§ Exercise brief:
Carry forward the court opinion on the automobile collision appeal, picking up right after its last sentence.

The opinion of the court was delivered by: G. Duncan Bellinger, Acting Associate Justice.

   March 15, 1957.
This appeal arose out of an automobile collision which occurred on the night of April 13, 1955, in which both automobiles were badly damaged. The plaintiff-appellant's complaint seeks property damages to plaintiff-appellant's automobile.

From the record in the case, it appears that the case was tried before Honorable Malcolm K. Johnson, Judge of the Civil and Criminal Court of Darlington and a jury and resulted in a verdict for the defendant-respondents. For reasons not here material, a new trial was granted. The case again came on for trial before Judge Johnson and a jury.

At the close of the testimony, the plaintiff-appellant made a motion for a judgment in his favor in the sum of $2,795.

The grounds of the motion briefly summarized are that the proximate cause of plaintiff-appellant's damage was the violation by the defendants-respondents of the following statutes, to wit:

"(a) Section 46-384, in failing to sound his horn so that plaintiff's driver would be called upon to yield the right-of-way.

"(b) Section 46-582, in failing to sound horn when necessary for safe operation.

"(c) Section 46-361, in driving at a speed greater than was reasonable and prudent under the circumstances and without regard to the actual and potential hazards then existing.

"(d) Section 46-393, in following another vehicle `more closely than is reasonable and prudent' without `due regard for the speed of such vehicle'."

Judge Johnson overruled plaintiff-appellant's motion for a directed verdict and submitted the case to the jury. Again the jury found for the defendants-respondents.

Thereafter the plaintiff-appellant moved for judgment notwithstanding the verdict or in the alternative for a new trial upon the same grounds as his motion for a directed verdict. That motion was overruled.

§ Dataset content:
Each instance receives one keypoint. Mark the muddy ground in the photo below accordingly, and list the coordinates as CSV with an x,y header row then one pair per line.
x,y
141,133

§ Task result:
Plaintiff-appellant then appealed to the Court of Common Pleas for Darlington County upon the same grounds upon which his motion for a directed verdict was based. The appeal came on to be heard before the Honorable J. Woodrow Lewis, Resident Judge of the Fourth Judicial Circuit. After argument of counsel, Judge Lewis, in a well-considered order which will be reported herewith, ordered that the appeal be dismissed. The case is now before this Court on appeal from the order of Judge Lewis.

The evidence adduced in the Civil and Criminal Court of Darlington in the trial of the case is not produced nor summarized in the transcript of record, nor in the briefs of plaintiff-appellant or that of defendants-respondents. However, in the order of Judge Lewis, it is to be gathered that the following is the evidence produced at the trial:

That the defendants-respondents overtook and passed the automobile of the plaintiff-appellant while both were proceeding in the same direction; that the defendants-respondents' automobile was operating within the maximum permissible speed limit, which evidence is not contradicted by any other evidence; that the road was straight and visibility was not obstructed. There was no positive evidence that the defendants-respondents violated the speed law; that there was no intersection, hill crest, bridge or other road condition that would deny the defendants-respondents the right to pass the automobile of the plaintiff-appellant; that the plaintiff-appellant's automobile was in the left-hand lane of the road, driving at a moderate speed; that no signal indicating a turn was given by the operator of the plaintiff-appellant's automobile; that the defendant-respondent Charles Woods blinked his lights to indicate his presence and proceeded to pass the plaintiff-appellant's automobile in the left-hand lane as provided by law; that an instant before the impact, the plaintiff-appellant's automobile was turned suddenly in the path of defendants-respondents' automobile.

To the Order of Judge Lewis affirming the judgment of the lower Court, the plaintiff-appellant takes numerous exceptions, which it is not necessary to set out in detail for all of the exceptions raised are embodied in the three questions submitted by the plaintiff-appellant and concurred in by the ...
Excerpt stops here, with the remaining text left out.